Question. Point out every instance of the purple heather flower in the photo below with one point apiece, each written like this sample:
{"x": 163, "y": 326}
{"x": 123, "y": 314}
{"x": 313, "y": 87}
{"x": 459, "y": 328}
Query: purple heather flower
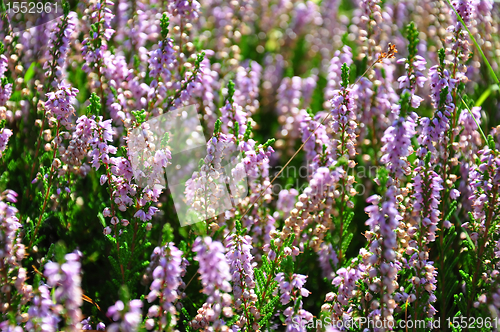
{"x": 130, "y": 317}
{"x": 94, "y": 46}
{"x": 344, "y": 122}
{"x": 291, "y": 287}
{"x": 41, "y": 311}
{"x": 214, "y": 269}
{"x": 397, "y": 145}
{"x": 335, "y": 71}
{"x": 5, "y": 92}
{"x": 5, "y": 134}
{"x": 58, "y": 47}
{"x": 59, "y": 103}
{"x": 186, "y": 9}
{"x": 241, "y": 267}
{"x": 66, "y": 280}
{"x": 286, "y": 200}
{"x": 166, "y": 281}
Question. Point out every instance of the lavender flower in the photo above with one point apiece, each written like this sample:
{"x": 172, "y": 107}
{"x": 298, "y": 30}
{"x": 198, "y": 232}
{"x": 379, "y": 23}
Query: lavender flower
{"x": 130, "y": 316}
{"x": 397, "y": 144}
{"x": 95, "y": 46}
{"x": 166, "y": 281}
{"x": 214, "y": 270}
{"x": 240, "y": 259}
{"x": 58, "y": 47}
{"x": 42, "y": 312}
{"x": 59, "y": 103}
{"x": 5, "y": 134}
{"x": 66, "y": 280}
{"x": 292, "y": 288}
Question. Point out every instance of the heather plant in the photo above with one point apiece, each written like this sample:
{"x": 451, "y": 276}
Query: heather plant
{"x": 247, "y": 165}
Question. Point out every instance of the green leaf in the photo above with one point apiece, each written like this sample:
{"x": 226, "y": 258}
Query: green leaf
{"x": 475, "y": 43}
{"x": 30, "y": 72}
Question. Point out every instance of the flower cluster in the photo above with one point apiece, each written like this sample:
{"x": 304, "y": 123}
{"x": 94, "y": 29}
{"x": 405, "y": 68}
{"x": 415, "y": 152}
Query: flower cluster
{"x": 66, "y": 280}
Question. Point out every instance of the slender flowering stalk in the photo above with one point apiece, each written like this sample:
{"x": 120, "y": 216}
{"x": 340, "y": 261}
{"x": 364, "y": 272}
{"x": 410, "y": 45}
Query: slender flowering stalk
{"x": 397, "y": 140}
{"x": 292, "y": 289}
{"x": 215, "y": 278}
{"x": 58, "y": 47}
{"x": 166, "y": 281}
{"x": 424, "y": 224}
{"x": 127, "y": 317}
{"x": 414, "y": 66}
{"x": 66, "y": 280}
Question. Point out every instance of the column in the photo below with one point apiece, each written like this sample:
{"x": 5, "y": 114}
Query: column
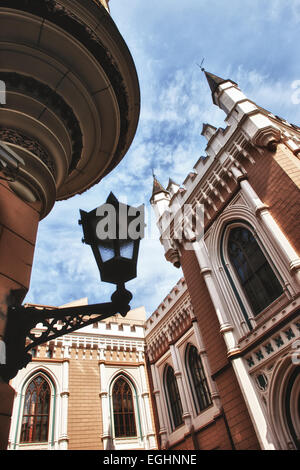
{"x": 212, "y": 385}
{"x": 105, "y": 405}
{"x": 186, "y": 414}
{"x": 160, "y": 408}
{"x": 63, "y": 436}
{"x": 150, "y": 435}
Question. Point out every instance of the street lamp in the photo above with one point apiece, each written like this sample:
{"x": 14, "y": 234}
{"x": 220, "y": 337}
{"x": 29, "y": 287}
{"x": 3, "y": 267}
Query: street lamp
{"x": 113, "y": 231}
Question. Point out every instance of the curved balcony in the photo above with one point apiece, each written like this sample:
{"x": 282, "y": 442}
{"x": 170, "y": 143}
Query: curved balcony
{"x": 72, "y": 95}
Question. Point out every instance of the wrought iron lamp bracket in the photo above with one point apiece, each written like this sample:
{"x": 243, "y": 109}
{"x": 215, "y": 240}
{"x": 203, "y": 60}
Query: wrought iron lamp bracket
{"x": 20, "y": 336}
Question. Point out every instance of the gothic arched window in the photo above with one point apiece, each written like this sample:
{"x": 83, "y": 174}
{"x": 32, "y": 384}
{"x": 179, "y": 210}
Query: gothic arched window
{"x": 123, "y": 409}
{"x": 174, "y": 396}
{"x": 35, "y": 421}
{"x": 198, "y": 379}
{"x": 254, "y": 272}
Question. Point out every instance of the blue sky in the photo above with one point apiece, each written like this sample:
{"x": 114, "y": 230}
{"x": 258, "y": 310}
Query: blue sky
{"x": 253, "y": 42}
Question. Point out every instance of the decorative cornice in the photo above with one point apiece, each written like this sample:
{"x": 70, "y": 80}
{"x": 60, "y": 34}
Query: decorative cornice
{"x": 54, "y": 12}
{"x": 52, "y": 100}
{"x": 15, "y": 137}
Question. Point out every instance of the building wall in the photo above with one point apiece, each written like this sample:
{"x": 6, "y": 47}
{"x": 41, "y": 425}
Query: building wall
{"x": 248, "y": 178}
{"x": 81, "y": 368}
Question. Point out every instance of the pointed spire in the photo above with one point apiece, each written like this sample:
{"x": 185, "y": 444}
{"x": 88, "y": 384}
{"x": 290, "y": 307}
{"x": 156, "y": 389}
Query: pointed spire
{"x": 214, "y": 82}
{"x": 171, "y": 181}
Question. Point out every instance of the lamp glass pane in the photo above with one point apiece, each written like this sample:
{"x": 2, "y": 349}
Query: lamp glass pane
{"x": 126, "y": 248}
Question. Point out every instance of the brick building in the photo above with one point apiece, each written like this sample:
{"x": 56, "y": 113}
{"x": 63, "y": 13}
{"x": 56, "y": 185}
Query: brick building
{"x": 81, "y": 379}
{"x": 221, "y": 366}
{"x": 234, "y": 229}
{"x": 68, "y": 117}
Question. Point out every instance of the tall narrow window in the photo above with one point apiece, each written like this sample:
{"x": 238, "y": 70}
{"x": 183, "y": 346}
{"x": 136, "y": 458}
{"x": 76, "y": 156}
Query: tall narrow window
{"x": 123, "y": 407}
{"x": 198, "y": 380}
{"x": 255, "y": 274}
{"x": 174, "y": 397}
{"x": 35, "y": 421}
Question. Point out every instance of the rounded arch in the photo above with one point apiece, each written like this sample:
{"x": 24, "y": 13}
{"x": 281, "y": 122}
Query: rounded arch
{"x": 197, "y": 378}
{"x": 284, "y": 403}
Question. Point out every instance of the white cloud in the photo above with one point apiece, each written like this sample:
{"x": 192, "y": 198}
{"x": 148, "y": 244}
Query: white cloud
{"x": 254, "y": 42}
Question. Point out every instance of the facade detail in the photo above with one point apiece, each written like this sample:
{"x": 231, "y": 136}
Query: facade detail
{"x": 71, "y": 109}
{"x": 240, "y": 259}
{"x": 86, "y": 390}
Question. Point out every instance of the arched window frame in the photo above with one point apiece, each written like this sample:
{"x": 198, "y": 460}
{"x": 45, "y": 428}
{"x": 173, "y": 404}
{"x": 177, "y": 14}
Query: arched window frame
{"x": 135, "y": 406}
{"x": 175, "y": 415}
{"x": 201, "y": 404}
{"x": 232, "y": 277}
{"x": 52, "y": 409}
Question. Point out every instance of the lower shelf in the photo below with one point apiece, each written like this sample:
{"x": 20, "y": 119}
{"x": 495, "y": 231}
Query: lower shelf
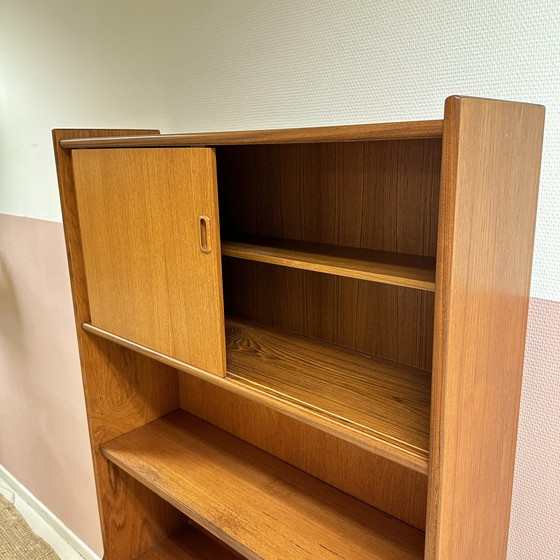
{"x": 254, "y": 503}
{"x": 188, "y": 544}
{"x": 387, "y": 400}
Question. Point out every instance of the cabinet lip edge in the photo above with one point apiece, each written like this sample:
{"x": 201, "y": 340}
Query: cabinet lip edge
{"x": 401, "y": 130}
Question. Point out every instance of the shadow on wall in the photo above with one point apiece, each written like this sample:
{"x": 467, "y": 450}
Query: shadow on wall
{"x": 11, "y": 339}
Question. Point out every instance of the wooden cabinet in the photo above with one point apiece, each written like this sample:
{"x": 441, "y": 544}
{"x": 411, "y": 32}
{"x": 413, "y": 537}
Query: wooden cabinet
{"x": 151, "y": 243}
{"x": 326, "y": 367}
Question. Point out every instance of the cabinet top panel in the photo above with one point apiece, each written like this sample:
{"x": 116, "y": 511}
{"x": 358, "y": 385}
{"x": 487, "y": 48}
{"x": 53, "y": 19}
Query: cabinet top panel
{"x": 348, "y": 133}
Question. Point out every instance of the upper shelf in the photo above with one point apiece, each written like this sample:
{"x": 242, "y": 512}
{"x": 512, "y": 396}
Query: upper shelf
{"x": 350, "y": 133}
{"x": 398, "y": 269}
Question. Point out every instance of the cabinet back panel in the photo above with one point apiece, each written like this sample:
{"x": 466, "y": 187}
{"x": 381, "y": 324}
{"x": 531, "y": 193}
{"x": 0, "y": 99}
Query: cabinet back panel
{"x": 382, "y": 320}
{"x": 375, "y": 195}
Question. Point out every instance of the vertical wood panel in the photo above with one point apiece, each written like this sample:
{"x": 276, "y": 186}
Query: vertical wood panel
{"x": 491, "y": 166}
{"x": 376, "y": 195}
{"x": 149, "y": 281}
{"x": 123, "y": 391}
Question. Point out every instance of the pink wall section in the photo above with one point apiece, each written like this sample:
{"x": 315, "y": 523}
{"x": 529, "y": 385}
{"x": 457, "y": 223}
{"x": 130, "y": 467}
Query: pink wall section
{"x": 43, "y": 432}
{"x": 535, "y": 520}
{"x": 43, "y": 429}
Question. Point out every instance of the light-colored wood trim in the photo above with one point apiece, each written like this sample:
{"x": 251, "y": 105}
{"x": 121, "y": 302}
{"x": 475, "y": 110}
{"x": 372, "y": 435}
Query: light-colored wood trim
{"x": 385, "y": 449}
{"x": 397, "y": 269}
{"x": 491, "y": 163}
{"x": 348, "y": 133}
{"x": 255, "y": 503}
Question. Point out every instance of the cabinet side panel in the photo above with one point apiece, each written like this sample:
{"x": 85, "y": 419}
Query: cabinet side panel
{"x": 491, "y": 165}
{"x": 123, "y": 391}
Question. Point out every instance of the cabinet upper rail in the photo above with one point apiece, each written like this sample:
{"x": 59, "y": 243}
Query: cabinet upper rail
{"x": 348, "y": 133}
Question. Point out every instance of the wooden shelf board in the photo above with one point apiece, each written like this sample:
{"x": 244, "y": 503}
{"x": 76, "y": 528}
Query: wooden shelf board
{"x": 253, "y": 502}
{"x": 398, "y": 269}
{"x": 387, "y": 400}
{"x": 188, "y": 544}
{"x": 416, "y": 460}
{"x": 349, "y": 133}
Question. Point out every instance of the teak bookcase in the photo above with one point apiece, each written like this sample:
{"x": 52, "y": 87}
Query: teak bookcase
{"x": 305, "y": 344}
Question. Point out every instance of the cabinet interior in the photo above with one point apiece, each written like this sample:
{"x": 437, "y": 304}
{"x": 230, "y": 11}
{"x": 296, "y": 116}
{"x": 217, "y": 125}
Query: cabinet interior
{"x": 329, "y": 277}
{"x": 300, "y": 427}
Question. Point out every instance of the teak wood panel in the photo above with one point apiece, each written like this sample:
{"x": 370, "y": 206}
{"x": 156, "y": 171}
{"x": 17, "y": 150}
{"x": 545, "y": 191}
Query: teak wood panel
{"x": 366, "y": 475}
{"x": 491, "y": 165}
{"x": 189, "y": 544}
{"x": 386, "y": 399}
{"x": 371, "y": 195}
{"x": 254, "y": 502}
{"x": 397, "y": 269}
{"x": 387, "y": 321}
{"x": 123, "y": 390}
{"x": 351, "y": 133}
{"x": 149, "y": 280}
{"x": 277, "y": 402}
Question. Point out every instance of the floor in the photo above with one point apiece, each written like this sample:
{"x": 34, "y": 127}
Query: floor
{"x": 40, "y": 527}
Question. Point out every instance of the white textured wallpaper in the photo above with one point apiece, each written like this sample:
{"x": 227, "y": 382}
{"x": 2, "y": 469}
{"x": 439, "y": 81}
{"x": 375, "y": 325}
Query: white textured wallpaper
{"x": 239, "y": 64}
{"x": 196, "y": 65}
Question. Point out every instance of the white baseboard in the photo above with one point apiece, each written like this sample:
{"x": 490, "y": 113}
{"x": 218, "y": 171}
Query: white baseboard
{"x": 57, "y": 525}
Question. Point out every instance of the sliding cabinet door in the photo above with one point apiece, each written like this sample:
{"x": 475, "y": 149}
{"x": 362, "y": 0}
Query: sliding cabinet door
{"x": 150, "y": 234}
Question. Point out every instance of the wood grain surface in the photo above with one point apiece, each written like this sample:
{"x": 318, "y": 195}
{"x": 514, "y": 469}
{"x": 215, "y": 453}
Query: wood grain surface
{"x": 365, "y": 264}
{"x": 386, "y": 399}
{"x": 364, "y": 474}
{"x": 349, "y": 133}
{"x": 148, "y": 279}
{"x": 123, "y": 390}
{"x": 491, "y": 165}
{"x": 256, "y": 503}
{"x": 390, "y": 322}
{"x": 371, "y": 195}
{"x": 292, "y": 408}
{"x": 189, "y": 544}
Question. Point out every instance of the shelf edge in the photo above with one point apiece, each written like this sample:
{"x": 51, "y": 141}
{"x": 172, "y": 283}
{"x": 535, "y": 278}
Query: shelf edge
{"x": 392, "y": 452}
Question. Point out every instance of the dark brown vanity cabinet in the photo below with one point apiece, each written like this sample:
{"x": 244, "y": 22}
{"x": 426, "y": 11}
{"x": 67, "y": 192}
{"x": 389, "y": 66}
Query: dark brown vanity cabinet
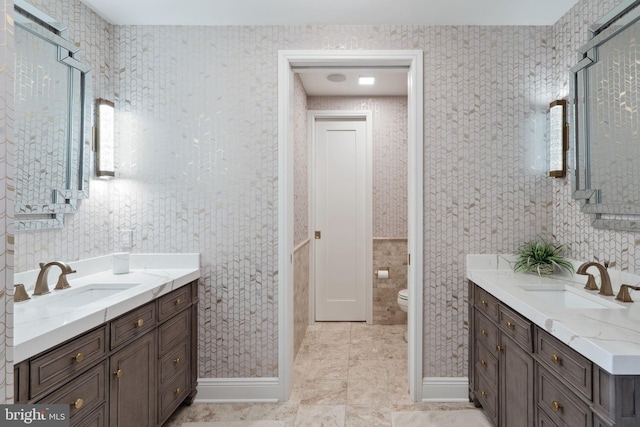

==*==

### Task statement
In the data above, find each line where the string "brown" appears, then copy it.

### Response for this exercise
Question. Point out every instance of the dark brown vanity cabinet in the photo below with one point apiece, each written like this sample:
Query: dark brown vanity cabinet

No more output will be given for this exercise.